[Collection entries]
^^^^^^^^

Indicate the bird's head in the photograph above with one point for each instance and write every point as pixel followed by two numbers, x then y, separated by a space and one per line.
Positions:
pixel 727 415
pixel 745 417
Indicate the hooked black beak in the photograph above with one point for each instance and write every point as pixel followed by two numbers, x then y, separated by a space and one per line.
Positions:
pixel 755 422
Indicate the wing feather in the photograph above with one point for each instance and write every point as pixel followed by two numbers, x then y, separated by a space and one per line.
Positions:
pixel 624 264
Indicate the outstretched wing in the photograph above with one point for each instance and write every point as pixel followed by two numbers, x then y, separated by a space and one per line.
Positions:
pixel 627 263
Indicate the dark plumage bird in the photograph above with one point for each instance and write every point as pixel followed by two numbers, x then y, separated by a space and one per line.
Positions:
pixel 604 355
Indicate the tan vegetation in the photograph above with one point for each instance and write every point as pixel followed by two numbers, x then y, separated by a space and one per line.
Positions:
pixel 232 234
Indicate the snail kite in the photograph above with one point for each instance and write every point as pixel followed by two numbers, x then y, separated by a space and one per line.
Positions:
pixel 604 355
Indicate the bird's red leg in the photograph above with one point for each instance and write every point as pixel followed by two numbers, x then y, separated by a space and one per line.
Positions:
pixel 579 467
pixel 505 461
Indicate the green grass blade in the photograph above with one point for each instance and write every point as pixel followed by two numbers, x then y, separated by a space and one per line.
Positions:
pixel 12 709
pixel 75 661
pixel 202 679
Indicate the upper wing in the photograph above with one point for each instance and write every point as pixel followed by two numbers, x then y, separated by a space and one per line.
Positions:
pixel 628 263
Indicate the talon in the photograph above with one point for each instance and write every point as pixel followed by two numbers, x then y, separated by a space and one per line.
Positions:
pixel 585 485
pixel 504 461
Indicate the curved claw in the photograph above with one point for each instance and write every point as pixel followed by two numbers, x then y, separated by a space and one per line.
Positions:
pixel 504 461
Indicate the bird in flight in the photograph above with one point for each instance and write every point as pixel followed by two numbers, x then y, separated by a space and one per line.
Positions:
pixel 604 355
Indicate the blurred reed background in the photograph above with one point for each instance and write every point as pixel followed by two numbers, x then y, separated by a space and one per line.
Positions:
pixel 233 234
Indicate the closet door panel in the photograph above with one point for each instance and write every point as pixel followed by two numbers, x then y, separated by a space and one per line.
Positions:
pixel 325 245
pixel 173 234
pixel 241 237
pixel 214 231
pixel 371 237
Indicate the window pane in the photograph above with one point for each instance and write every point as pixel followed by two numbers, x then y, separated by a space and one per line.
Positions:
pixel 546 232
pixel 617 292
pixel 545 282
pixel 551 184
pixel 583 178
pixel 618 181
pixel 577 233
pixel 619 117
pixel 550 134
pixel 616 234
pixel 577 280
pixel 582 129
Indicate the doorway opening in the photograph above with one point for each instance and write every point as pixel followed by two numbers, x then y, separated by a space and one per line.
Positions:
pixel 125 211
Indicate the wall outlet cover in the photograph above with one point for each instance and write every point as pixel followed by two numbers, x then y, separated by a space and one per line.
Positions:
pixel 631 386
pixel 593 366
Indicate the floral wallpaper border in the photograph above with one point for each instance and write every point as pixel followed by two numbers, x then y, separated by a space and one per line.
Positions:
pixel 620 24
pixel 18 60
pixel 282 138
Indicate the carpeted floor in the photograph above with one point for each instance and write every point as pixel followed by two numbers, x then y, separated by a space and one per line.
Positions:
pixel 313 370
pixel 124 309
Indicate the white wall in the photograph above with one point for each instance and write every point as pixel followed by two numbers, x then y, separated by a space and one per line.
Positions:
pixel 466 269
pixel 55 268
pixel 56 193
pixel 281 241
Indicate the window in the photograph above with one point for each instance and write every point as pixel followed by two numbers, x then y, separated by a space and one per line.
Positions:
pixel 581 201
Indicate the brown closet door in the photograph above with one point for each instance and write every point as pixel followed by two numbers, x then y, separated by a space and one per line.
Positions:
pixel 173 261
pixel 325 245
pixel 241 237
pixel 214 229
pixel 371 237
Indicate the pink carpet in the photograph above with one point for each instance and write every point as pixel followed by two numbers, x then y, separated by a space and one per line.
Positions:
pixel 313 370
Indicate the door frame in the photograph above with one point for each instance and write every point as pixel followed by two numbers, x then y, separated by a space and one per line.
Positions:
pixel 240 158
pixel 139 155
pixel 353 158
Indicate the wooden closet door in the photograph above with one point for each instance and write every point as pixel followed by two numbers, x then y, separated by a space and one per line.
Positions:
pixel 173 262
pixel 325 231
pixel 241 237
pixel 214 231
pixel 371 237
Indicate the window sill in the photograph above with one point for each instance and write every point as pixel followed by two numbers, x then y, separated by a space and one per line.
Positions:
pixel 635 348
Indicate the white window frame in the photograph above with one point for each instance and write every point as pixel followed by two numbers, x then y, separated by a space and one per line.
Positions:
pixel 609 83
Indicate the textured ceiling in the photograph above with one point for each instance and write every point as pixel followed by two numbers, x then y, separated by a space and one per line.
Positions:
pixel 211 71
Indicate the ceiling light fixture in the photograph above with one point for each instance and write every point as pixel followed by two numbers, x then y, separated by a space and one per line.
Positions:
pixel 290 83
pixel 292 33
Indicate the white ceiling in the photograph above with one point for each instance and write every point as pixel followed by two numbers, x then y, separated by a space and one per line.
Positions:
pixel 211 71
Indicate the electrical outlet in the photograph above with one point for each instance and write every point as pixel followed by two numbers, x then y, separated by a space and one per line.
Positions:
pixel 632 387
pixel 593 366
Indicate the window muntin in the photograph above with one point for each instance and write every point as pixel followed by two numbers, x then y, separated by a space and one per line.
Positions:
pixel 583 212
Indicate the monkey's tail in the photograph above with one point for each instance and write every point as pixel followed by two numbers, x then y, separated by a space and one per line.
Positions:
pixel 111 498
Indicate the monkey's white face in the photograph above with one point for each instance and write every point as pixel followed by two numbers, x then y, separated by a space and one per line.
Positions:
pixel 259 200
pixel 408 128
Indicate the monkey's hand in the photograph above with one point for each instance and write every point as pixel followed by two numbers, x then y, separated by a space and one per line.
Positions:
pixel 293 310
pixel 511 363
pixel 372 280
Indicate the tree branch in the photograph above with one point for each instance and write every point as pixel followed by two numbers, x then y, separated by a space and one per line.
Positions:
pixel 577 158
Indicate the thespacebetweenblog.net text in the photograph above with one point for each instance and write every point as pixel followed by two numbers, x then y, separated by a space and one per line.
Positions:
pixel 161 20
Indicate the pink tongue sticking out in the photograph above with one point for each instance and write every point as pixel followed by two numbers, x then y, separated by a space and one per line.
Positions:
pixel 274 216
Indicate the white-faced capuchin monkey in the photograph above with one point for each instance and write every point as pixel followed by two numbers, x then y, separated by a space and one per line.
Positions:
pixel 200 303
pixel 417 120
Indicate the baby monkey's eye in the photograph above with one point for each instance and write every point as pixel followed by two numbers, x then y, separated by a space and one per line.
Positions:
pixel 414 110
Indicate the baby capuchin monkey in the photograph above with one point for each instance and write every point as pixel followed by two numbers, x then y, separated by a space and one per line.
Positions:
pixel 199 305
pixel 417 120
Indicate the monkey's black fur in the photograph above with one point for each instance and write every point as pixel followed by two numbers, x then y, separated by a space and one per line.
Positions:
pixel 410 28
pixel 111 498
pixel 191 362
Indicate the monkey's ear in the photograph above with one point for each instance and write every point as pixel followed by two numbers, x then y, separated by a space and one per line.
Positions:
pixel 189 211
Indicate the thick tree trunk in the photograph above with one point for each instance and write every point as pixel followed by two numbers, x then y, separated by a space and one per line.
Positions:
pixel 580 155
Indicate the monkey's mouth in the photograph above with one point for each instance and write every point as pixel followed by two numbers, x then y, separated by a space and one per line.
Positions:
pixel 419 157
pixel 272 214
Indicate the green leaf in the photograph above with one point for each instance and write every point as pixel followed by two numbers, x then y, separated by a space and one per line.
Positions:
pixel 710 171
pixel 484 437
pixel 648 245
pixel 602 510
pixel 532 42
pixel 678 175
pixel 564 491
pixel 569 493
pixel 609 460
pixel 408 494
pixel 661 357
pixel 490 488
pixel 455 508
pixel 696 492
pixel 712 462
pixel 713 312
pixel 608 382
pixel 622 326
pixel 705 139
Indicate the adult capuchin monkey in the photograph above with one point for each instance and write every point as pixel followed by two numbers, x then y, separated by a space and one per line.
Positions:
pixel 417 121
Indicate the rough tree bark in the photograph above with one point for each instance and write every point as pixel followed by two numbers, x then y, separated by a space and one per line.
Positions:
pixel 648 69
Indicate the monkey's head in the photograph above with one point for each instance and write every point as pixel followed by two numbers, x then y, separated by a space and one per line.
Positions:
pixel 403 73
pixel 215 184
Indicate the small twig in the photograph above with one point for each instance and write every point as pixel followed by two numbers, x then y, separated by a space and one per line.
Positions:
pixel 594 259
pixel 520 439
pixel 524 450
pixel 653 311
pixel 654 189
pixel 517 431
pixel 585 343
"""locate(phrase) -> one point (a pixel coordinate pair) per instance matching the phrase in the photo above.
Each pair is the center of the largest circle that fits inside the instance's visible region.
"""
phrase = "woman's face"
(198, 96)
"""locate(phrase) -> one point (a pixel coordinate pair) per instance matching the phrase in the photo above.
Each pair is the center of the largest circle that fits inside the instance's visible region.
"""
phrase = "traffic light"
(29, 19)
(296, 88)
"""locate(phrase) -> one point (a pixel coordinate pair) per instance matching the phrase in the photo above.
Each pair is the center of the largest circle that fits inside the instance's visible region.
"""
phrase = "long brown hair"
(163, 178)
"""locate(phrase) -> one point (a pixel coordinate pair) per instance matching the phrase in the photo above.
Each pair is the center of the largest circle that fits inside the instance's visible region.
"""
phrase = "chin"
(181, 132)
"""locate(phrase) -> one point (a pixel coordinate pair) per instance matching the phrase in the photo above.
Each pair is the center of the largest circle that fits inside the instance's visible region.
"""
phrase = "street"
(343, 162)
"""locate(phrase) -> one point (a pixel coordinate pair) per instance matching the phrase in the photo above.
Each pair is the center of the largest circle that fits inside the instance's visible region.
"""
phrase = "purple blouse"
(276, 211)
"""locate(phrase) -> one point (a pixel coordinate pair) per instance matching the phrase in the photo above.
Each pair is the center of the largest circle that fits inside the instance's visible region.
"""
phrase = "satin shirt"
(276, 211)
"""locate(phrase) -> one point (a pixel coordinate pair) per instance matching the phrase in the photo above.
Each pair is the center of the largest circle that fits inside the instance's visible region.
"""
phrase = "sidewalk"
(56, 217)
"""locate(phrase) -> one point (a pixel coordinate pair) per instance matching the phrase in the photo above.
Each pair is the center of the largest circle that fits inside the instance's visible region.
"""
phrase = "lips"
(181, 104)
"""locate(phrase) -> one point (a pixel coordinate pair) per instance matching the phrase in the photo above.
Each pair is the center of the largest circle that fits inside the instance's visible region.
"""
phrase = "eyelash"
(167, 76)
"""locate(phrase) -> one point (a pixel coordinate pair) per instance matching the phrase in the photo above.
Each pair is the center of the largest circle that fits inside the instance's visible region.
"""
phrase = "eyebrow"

^^^^^^^^

Wherever "bird" turns up in the records, copy the whole line.

Indicate the bird's head in the photograph above with one point for each instance and write every point as pixel followed by two numbers, x then y, separated by a space and one per line.
Indicate the dark plumage bird in the photograph above with one point for each instance and write every point as pixel followed by two numbers, x then y, separated by a space and one per line.
Indicate the bird's red leg in the photograph above with one point for each instance and write every point as pixel followed by two numbers, x then y, separated by a space and one per line.
Indicate the bird in flight in the photograph above with one point for each instance and write every point as pixel followed by two numbers, x then y, separated by a space and one per line.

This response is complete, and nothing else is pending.